#### Extracted text
Driving in extreme temperatures

The Arizona Department of Transportation’s tips for driving in extreme temperatures include: 

Have sun protection: In addition to an umbrella, take sunscreen and a wide-brimmed hat and wear loose-fitting, light-colored cotton clothing.

Fuel up: Keep your tank at three-quarters full. Running out of gas, especially in a remote location, is dangerous in extreme heat.

Hydrate: Take a cooler to keep extra drinking water cold, and consider adding several frozen bottles of water to use for cooling off or to thaw and drink if needed. Make sure everyone, including pets, stays hydrated.

Get help: If your vehicle breaks down in extreme heat, call for assistance right away to reduce wait time, and run the AC. If the AC isn’t working, roll down all windows.

#### Problems and tasks
1. Check each statement against the extreme-heat driving tips and mark it yes or no, quoting the words from the tips that settle it: (a) The tips advise keeping the fuel tank at least half full. (b) The tips recommend wearing light-colored cotton clothing. (c) The tips say to roll down all windows if the AC isn't working.
2. Extend the extreme-heat driving tips with a few more sentences that pick up after their final line.
You can leave the records aside; they play no part here.

[Raw records]

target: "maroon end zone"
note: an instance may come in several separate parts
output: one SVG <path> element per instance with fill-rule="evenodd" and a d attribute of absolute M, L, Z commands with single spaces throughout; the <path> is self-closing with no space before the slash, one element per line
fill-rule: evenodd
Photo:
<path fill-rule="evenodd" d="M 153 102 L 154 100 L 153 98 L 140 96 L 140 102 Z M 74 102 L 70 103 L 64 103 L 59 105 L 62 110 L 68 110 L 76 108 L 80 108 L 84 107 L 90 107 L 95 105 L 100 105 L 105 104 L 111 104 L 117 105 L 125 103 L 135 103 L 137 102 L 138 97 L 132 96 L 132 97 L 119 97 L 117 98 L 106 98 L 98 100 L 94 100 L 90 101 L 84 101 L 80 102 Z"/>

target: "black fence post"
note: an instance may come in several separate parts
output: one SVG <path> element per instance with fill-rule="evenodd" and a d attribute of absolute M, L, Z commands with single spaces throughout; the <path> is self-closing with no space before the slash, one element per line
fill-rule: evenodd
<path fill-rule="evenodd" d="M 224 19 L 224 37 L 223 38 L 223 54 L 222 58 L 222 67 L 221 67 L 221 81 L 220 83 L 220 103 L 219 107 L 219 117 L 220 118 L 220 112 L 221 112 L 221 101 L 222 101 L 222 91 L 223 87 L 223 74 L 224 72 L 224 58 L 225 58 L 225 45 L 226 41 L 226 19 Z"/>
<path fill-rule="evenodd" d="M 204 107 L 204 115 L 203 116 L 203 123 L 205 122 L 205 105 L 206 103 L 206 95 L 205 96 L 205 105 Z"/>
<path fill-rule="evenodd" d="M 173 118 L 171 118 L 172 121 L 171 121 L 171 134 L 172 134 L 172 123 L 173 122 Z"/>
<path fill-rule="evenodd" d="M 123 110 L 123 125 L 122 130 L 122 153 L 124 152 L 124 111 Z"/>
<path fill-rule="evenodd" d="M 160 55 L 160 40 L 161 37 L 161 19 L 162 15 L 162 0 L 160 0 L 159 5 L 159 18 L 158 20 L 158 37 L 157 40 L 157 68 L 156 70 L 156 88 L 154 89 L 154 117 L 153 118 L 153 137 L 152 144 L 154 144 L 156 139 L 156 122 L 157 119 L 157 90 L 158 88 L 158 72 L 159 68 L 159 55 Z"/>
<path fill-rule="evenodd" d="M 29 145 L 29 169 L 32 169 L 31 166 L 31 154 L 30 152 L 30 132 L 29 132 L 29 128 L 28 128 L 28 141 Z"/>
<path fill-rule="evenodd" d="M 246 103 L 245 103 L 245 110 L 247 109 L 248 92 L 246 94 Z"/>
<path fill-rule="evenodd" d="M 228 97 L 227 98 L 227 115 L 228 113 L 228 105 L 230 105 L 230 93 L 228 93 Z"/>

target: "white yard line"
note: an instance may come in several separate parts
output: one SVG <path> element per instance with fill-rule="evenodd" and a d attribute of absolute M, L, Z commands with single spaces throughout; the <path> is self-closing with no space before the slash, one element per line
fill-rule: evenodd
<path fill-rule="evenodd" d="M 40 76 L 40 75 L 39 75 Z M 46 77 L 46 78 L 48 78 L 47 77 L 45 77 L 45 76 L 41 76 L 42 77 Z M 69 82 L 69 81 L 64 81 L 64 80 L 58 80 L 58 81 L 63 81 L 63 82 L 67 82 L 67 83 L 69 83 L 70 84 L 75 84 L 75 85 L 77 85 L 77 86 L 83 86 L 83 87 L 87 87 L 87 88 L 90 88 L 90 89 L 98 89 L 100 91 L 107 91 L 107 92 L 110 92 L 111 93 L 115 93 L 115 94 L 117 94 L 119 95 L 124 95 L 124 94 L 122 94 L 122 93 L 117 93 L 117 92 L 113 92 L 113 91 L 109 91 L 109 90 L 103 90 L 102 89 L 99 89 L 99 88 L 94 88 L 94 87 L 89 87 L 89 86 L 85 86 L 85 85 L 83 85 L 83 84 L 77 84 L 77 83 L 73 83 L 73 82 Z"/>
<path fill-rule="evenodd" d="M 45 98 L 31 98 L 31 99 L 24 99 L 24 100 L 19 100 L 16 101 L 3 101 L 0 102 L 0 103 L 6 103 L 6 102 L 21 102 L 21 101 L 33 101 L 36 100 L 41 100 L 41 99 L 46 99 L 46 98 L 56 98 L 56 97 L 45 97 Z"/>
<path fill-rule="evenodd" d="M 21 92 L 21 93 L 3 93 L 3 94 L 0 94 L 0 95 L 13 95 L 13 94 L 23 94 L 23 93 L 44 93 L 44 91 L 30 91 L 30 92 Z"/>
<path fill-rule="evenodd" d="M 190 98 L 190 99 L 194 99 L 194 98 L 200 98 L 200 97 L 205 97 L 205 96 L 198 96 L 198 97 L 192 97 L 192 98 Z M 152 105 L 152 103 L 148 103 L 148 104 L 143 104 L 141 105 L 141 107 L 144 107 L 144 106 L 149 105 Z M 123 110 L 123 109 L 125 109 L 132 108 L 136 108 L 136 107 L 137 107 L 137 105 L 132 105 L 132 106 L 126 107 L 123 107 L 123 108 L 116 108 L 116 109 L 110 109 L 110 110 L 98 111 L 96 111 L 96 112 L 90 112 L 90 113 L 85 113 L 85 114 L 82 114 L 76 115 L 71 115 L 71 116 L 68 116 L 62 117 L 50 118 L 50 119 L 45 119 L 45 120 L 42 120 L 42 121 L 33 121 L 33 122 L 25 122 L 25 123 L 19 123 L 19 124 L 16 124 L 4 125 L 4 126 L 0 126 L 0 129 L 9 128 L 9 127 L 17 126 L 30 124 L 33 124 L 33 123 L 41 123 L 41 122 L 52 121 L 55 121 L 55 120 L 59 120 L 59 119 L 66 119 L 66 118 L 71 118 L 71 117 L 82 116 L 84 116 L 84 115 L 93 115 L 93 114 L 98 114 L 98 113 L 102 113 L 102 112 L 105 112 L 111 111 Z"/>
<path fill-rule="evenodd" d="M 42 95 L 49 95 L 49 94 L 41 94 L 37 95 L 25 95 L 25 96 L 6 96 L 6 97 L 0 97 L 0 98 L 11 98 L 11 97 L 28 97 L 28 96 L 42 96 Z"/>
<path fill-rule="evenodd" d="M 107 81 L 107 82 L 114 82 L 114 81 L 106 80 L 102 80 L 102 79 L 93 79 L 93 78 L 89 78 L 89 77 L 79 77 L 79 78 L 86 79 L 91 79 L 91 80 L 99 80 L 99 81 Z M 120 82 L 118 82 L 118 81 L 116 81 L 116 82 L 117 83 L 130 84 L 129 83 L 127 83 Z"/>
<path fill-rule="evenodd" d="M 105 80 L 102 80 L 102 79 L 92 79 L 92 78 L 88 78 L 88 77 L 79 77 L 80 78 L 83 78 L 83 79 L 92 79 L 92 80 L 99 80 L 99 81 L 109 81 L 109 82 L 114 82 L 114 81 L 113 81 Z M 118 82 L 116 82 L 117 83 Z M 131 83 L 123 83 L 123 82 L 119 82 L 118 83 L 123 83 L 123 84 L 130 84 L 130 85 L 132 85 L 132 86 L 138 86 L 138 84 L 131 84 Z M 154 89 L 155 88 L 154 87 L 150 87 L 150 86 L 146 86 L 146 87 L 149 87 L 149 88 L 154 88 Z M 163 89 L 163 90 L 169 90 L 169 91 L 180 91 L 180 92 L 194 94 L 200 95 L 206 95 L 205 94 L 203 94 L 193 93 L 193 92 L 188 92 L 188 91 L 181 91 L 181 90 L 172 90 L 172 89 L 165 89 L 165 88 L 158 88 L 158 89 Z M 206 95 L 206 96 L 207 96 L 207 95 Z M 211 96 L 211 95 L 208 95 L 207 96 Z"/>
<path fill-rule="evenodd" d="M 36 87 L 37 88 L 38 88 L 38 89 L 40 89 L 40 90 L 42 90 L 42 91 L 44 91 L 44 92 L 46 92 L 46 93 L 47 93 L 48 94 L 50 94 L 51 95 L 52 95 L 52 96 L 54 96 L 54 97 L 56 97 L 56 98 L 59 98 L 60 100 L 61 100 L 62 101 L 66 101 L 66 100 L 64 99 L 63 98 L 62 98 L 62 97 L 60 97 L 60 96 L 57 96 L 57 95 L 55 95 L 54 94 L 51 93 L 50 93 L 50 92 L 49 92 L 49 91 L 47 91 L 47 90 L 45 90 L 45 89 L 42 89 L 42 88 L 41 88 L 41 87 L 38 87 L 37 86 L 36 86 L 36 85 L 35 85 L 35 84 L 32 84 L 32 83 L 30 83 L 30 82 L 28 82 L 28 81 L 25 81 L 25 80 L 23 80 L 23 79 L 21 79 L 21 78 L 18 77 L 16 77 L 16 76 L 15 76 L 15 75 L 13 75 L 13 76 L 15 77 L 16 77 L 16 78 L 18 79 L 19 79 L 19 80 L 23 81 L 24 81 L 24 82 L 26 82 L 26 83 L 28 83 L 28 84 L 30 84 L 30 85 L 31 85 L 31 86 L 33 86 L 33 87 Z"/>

#### Results for each task
1.
(a) No: "Keep your tank at three-quarters full."
(b) Yes: "wear loose-fitting, light-colored cotton clothing."
(c) Yes: "If the AC isn’t working, roll down all windows."

2.
Wait safely: If the temperature inside your vehicle becomes too hot, everyone, including pets, should exit carefully and seek out or create a shaded area as far away from the travel lanes as possible. Be careful walking on the road surface, which can be hot enough to burn skin. Keep your shoes on and try to keep your pets’ paws off the pavement. If you are stopped along the highway, raise the front hood and turn on hazard lights. Please keep in mind that parking in tall brush can start a fire. 

Check your vehicle: You can help avoid breakdowns and blowouts by making sure your vehicle is in good operating condition. Check your air conditioner and coolant levels, top off any vital engine fluids and make sure your battery is up to par. Check your tire pressure, as the combination of under inflated tires and hot pavement can lead to a blowout.

MORE: https://azdot.gov/about/transportation-safety/severe-weather

Be prepared and stay safe during the monsoon

"Most Valley residents know how quickly and furiously storms can move in and out, bringing strong winds, dust, rain, and flash flooding. These storms can cause interruptions in services, such as water, power, and gas," stated Captain Ashley Losch of the Glendale Fire Department.

GFD reminds residents of ways they can be prepared and stay safe:

  • Have flashlights with extra batteries on hand.
  • Have food that can be prepared without the need for cooking or refrigeration.
  • Have at least one gallon of clean water for each person in the household.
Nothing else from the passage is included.